> **Records provided**:
_____

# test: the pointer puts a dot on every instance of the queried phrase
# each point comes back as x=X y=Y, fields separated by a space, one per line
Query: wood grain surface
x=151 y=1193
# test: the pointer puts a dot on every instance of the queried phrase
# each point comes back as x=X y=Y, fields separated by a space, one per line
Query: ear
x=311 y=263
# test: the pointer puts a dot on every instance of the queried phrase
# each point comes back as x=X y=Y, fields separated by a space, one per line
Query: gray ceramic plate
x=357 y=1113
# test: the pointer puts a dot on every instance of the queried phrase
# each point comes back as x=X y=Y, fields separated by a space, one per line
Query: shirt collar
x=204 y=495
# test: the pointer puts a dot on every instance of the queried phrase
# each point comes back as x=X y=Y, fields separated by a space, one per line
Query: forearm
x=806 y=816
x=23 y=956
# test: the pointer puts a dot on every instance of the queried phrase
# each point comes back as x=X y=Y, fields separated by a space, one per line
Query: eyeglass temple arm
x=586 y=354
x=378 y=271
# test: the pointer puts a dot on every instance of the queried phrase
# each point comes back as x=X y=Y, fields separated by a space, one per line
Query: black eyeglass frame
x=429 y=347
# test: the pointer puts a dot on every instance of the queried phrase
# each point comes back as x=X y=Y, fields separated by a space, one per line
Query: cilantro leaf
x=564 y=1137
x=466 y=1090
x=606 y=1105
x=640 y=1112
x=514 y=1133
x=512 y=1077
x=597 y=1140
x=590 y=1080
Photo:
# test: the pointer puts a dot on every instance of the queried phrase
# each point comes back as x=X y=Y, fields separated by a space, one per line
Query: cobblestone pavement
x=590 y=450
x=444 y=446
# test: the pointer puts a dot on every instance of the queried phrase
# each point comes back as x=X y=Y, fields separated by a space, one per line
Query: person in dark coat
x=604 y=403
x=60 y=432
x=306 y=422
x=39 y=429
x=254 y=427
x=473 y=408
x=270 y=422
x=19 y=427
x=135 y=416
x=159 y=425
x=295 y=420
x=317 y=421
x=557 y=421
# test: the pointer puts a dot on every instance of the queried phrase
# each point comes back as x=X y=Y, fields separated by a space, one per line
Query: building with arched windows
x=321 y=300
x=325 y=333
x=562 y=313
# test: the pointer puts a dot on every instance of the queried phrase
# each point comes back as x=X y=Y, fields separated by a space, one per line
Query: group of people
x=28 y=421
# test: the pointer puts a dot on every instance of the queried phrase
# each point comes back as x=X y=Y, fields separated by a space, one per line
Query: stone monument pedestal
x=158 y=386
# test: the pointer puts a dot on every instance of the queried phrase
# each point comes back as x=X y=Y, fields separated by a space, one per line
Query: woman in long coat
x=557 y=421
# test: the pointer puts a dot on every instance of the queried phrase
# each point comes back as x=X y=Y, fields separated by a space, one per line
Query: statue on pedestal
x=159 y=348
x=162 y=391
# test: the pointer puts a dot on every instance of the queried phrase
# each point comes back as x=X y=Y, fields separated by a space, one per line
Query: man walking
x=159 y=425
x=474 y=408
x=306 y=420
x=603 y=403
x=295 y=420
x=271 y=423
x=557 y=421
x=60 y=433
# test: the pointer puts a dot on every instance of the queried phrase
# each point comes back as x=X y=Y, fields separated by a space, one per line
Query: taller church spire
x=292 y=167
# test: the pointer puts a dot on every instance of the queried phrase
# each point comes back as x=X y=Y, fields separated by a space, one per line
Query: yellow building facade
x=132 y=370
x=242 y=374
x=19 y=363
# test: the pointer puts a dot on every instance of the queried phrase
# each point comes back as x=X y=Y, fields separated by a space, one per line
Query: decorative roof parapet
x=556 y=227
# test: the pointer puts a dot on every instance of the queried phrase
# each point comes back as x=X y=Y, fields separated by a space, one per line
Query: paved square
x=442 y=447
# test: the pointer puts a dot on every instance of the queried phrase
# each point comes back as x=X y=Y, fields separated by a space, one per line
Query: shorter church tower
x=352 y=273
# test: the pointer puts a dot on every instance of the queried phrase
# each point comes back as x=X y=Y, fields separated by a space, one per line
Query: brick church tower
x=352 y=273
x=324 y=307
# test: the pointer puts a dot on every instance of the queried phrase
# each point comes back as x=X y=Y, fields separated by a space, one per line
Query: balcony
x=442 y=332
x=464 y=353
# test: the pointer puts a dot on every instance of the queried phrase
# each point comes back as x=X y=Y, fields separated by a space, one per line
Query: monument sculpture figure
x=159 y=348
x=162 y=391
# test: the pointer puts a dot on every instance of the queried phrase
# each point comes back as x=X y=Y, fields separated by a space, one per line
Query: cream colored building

_____

Retype everything in the material above exactly.

# test: the pointer puts a dot on every instance of the queried phrase
# each point comes back as x=X y=Y, fields separated by a space, one per line
Query: wood grain surface
x=151 y=1193
# test: the pointer puts a dot on every instance of the queried phrase
# each point comes back as x=X y=Y, fields separated by a space, one per line
Query: ear
x=311 y=263
# test: the pointer puts a dot on every instance of the queried phrase
# each point comes back as x=X y=Y, fields separated by a space, one per line
Query: gray ceramic plate
x=357 y=1113
# test: the pointer puts a dot on every instance of the queried phrase
# each point comes back as x=X y=Y, fields separated by a space, one per line
Query: shirt collar
x=204 y=495
# test: the pointer puts a dot on every instance of the queried phrase
# each point comes back as x=X y=Y, fields separated by a space, one per line
Query: forearm
x=806 y=816
x=23 y=956
# test: the pointer puts a dot on every instance of the queried phrase
# each point comes back as x=X y=Y, fields separated by a space, one per line
Query: eyeglass temple arm
x=586 y=354
x=378 y=271
# test: the pointer puts a dot on every instance of the queried phrase
# each point comes back as x=X y=Y, fields separated by a space, one per line
Query: black eyeglass frame
x=429 y=347
# test: the pointer puts a dot on every instance of the queried phrase
# each point comes back as x=X y=Y, fields separated by a space, one per line
Query: cilantro leaf
x=564 y=1137
x=466 y=1090
x=606 y=1105
x=640 y=1112
x=514 y=1133
x=512 y=1077
x=597 y=1140
x=590 y=1080
Photo:
# test: the pointer puts a dot on every instance of the queried phrase
# each point comes back as x=X y=Y, fields separated by a space, one per line
Query: cobblestone pavement
x=590 y=450
x=444 y=446
# test: the pointer puts a dot on every instance of the queried phrase
# each point comes back as x=X y=Y, fields separated by a space, one per line
Query: person in dark coat
x=604 y=403
x=60 y=432
x=306 y=422
x=39 y=429
x=254 y=427
x=473 y=408
x=270 y=422
x=19 y=427
x=135 y=416
x=159 y=425
x=295 y=420
x=317 y=421
x=557 y=421
# test: the pointer puts a dot on every instance of the queried phrase
# each point comes back as x=X y=Y, fields separated by a space, one per line
Query: building with arched windows
x=321 y=300
x=325 y=333
x=562 y=313
# test: the pointer puts a dot on every instance of the queried phrase
# each point comes back as x=X y=Y, fields separated by a space, one per line
Query: group of people
x=28 y=421
# test: the pointer puts a dot on every instance of the queried phrase
# each point comes back as x=X y=Y, fields separated by a space, one per line
Query: stone monument pedestal
x=158 y=386
# test: the pointer puts a dot on every instance of the queried phrase
# each point comes back as x=X y=Y, fields separated by a space, one per line
Query: woman in long coat
x=557 y=421
# test: the pointer puts a dot on every instance of the queried phrase
# each point comes back as x=X y=Y, fields separated by a space, one per line
Query: statue on pedestal
x=159 y=348
x=162 y=391
# test: the pointer puts a dot on every instance of the queried phrase
# each point comes back as x=X y=Y, fields separated by a space, one per line
Query: man walking
x=159 y=425
x=474 y=408
x=306 y=420
x=603 y=403
x=295 y=420
x=271 y=423
x=557 y=421
x=60 y=433
# test: the pointer puts a dot on every instance of the queried phrase
# each point comes back as x=X y=Y, fields separated by a space, one per line
Query: taller church spire
x=292 y=167
# test: the pointer puts a dot on every instance of the queried phrase
# each point comes back as x=X y=Y, fields separated by a space, one per line
Query: yellow building facade
x=132 y=370
x=242 y=374
x=19 y=363
# test: the pointer puts a dot on every instance of the queried phrase
# each point comes back as x=X y=Y, fields separated by a space, one per line
Query: decorative roof parapet
x=556 y=227
# test: the pointer puts a dot on every instance of the queried phrase
# each point comes back as x=X y=Y, fields separated by a space, one per line
Query: paved square
x=442 y=447
# test: the pointer puts a dot on every instance of the queried phrase
# each point comes back as x=X y=Y, fields separated by a space, one per line
Query: shorter church tower
x=352 y=273
# test: the pointer puts a dot on every instance of the queried phrase
# each point comes back as x=X y=Y, fields separated by a space, one per line
Query: brick church tower
x=352 y=273
x=324 y=307
# test: the pointer puts a dot on every instance of the queried phrase
# each point comes back as x=X y=Y, fields separated by a space, one per line
Query: balcony
x=442 y=332
x=464 y=353
# test: the pointer puts a dot on every instance of the queried phrase
# each point comes back as x=X y=Y, fields separated by a space, one per line
Query: monument sculpture figure
x=159 y=348
x=162 y=391
# test: the pointer puts a dot on every instance of the queried phrase
# each point comes back as x=X y=Y, fields separated by a space, one per line
Query: cream colored building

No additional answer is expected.